GOAL OF THE EXERCISE
Repeat exactly, and only, the lines of the material below from the one that contains "Target: thumb" through its final line.

DATASET EXCERPTS
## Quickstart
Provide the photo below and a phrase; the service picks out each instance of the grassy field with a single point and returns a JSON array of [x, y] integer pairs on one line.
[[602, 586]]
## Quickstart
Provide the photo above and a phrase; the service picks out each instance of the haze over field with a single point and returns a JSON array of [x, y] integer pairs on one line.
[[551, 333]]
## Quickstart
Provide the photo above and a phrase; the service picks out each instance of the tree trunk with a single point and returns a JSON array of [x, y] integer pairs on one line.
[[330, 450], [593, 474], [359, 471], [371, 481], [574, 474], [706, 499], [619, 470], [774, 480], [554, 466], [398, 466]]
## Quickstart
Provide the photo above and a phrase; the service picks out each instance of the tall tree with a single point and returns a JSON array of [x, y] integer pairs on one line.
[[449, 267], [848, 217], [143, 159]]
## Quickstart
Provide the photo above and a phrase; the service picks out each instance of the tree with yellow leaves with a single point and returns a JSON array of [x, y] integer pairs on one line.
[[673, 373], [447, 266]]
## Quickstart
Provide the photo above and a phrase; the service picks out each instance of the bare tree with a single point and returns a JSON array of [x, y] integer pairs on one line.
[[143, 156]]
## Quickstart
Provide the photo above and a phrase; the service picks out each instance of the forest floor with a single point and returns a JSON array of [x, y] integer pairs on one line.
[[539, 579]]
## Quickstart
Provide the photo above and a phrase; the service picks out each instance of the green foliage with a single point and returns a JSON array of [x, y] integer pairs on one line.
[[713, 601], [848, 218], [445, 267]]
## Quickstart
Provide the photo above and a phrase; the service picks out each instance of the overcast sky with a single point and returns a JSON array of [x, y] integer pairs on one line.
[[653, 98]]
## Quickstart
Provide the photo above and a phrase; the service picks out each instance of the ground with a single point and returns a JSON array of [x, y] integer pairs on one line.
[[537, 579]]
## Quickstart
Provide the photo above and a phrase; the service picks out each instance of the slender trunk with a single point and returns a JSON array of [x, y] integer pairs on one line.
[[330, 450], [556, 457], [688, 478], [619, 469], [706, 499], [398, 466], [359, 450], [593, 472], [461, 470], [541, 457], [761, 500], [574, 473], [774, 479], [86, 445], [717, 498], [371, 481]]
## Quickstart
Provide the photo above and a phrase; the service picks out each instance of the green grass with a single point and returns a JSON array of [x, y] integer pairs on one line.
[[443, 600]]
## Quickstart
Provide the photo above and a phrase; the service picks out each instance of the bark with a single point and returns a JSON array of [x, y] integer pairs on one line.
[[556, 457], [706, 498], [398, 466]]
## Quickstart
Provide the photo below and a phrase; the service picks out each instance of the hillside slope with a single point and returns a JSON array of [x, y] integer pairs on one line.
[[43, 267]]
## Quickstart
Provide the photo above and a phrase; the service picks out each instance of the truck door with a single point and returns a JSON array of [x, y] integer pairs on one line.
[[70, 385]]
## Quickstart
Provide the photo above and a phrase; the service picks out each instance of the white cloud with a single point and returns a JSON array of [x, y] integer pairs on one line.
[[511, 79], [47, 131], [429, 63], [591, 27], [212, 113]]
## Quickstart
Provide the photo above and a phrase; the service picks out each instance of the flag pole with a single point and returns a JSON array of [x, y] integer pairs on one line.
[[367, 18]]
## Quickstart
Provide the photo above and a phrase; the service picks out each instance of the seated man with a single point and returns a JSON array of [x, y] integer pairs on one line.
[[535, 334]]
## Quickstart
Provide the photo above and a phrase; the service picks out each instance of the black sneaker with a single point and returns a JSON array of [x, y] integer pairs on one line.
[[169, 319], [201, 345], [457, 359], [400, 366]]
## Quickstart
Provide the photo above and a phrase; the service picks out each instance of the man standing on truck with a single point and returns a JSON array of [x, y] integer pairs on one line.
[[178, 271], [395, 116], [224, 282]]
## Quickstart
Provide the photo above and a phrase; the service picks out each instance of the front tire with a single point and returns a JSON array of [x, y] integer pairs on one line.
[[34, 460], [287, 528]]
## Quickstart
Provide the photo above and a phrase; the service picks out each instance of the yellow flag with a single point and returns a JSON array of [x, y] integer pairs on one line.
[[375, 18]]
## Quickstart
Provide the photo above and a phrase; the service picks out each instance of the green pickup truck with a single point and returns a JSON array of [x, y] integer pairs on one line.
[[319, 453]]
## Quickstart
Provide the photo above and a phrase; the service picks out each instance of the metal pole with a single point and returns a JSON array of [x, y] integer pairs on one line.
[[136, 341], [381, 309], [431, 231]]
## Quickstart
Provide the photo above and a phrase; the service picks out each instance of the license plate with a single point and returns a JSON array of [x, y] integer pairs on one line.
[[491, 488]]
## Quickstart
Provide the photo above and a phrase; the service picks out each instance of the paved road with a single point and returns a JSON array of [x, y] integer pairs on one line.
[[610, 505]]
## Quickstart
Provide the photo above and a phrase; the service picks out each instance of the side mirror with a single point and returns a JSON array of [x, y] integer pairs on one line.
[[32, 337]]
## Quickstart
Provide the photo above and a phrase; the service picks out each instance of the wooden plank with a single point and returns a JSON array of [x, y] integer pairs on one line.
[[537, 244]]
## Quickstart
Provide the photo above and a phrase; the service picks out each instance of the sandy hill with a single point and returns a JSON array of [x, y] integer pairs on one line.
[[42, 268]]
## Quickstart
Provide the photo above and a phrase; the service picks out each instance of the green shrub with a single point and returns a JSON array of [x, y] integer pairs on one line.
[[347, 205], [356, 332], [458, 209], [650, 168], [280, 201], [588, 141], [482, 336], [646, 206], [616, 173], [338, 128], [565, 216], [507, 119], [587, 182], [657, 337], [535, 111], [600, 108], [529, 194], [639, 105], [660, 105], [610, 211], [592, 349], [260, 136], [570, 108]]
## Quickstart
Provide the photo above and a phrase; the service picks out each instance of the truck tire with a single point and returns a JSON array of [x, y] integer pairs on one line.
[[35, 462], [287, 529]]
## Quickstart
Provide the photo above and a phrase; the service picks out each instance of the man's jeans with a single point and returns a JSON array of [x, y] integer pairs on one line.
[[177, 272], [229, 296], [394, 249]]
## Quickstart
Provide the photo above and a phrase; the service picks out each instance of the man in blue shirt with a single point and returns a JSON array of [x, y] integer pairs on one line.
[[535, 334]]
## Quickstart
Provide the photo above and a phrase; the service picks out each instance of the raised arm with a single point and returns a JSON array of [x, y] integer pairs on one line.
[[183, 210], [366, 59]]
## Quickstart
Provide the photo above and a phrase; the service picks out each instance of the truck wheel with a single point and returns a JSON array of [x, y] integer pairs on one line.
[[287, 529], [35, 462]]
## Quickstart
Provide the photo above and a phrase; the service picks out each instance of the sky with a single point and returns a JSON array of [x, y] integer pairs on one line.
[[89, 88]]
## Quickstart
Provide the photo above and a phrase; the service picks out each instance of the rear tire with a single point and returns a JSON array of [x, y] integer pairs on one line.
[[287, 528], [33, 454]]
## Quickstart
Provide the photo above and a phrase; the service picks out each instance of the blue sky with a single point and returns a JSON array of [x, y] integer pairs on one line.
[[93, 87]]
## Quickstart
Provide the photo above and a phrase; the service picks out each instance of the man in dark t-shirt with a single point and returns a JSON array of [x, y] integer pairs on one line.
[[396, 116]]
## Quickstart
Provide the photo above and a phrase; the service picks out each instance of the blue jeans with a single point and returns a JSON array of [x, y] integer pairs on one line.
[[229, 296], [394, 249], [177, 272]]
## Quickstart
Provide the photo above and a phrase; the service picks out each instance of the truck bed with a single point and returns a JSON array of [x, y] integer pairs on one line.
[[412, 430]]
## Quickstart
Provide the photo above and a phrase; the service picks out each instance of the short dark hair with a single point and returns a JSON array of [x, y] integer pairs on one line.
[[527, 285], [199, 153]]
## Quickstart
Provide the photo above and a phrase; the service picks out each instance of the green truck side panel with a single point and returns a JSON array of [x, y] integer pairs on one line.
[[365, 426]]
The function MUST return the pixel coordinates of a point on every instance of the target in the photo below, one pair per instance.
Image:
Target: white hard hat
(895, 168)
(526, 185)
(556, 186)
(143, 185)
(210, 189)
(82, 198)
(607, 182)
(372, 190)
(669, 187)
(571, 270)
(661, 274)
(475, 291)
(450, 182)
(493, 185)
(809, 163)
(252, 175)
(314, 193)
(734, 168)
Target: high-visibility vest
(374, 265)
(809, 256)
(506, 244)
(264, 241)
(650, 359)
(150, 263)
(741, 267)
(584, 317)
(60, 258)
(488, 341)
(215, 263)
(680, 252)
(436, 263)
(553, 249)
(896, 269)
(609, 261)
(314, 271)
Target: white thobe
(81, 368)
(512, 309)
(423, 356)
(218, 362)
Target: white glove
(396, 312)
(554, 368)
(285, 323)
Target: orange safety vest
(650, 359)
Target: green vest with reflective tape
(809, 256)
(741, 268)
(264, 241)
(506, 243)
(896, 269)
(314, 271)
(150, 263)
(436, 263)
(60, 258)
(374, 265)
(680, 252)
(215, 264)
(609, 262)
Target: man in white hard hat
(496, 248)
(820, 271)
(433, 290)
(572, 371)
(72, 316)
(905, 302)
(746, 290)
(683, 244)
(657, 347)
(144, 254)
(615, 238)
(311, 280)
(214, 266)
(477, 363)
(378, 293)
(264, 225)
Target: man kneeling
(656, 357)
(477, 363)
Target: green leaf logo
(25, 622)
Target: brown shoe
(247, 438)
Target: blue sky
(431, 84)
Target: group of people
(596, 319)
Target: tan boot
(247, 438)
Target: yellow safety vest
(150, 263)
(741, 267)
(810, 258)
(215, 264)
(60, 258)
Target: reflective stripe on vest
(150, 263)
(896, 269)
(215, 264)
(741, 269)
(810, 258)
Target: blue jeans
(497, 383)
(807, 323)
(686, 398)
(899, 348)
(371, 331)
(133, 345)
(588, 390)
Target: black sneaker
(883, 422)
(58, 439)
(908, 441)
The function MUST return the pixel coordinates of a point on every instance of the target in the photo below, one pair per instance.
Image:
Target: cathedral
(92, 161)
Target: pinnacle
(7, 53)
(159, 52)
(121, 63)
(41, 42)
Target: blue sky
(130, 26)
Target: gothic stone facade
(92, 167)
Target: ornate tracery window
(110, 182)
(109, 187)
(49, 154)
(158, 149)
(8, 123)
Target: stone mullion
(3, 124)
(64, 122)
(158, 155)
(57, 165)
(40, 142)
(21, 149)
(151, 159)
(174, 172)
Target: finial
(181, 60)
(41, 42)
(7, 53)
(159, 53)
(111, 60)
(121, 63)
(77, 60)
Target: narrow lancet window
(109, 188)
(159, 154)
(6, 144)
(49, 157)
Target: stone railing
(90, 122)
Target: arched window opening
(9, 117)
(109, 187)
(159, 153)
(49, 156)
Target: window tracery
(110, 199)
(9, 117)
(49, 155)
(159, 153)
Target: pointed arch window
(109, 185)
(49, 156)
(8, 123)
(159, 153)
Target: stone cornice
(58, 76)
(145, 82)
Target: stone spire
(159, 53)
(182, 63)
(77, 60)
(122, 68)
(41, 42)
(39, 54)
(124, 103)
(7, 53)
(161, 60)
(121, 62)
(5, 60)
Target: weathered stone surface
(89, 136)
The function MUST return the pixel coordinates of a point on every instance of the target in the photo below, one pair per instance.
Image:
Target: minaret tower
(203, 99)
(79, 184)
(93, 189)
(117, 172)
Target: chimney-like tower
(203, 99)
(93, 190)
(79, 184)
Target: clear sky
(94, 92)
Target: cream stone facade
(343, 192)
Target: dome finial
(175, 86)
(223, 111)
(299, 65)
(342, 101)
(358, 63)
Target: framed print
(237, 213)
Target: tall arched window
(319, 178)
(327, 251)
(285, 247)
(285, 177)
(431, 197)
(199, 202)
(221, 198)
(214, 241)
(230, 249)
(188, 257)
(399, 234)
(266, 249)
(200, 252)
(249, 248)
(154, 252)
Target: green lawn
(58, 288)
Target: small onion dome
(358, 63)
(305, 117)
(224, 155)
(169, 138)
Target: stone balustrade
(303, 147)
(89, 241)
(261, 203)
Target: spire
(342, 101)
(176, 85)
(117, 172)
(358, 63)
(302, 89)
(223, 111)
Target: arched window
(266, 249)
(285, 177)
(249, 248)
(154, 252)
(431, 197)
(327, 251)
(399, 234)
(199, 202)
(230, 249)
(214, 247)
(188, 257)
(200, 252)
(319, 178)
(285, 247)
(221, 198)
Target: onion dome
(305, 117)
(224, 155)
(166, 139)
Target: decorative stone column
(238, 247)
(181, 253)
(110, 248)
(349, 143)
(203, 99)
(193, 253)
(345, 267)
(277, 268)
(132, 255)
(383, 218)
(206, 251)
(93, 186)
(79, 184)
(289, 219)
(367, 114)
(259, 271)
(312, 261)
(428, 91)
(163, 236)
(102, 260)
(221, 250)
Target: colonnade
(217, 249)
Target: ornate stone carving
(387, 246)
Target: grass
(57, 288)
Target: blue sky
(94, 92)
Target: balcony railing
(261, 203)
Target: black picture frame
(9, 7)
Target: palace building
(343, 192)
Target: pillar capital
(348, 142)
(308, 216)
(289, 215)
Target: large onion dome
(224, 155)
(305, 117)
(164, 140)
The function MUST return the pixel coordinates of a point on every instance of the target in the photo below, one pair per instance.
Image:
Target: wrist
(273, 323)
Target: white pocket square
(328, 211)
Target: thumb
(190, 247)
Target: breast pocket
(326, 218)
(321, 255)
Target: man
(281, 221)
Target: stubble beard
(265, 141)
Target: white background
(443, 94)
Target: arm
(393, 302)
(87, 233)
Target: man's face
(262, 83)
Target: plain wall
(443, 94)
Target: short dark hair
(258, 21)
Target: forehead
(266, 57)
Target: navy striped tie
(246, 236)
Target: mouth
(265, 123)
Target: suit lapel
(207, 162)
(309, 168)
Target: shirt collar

ANSWER TO THE EXERCISE
Target: thumb
(190, 247)
Target: breast pocket
(326, 218)
(321, 255)
Target: man
(281, 221)
Target: stubble beard
(265, 141)
Target: white background
(443, 94)
Target: arm
(393, 302)
(87, 233)
Target: man's face
(262, 83)
Target: plain wall
(443, 94)
Target: short dark hair
(258, 21)
Target: forehead
(266, 57)
Target: navy striped tie
(246, 236)
Target: mouth
(265, 123)
Target: suit lapel
(207, 162)
(309, 168)
Target: shirt collar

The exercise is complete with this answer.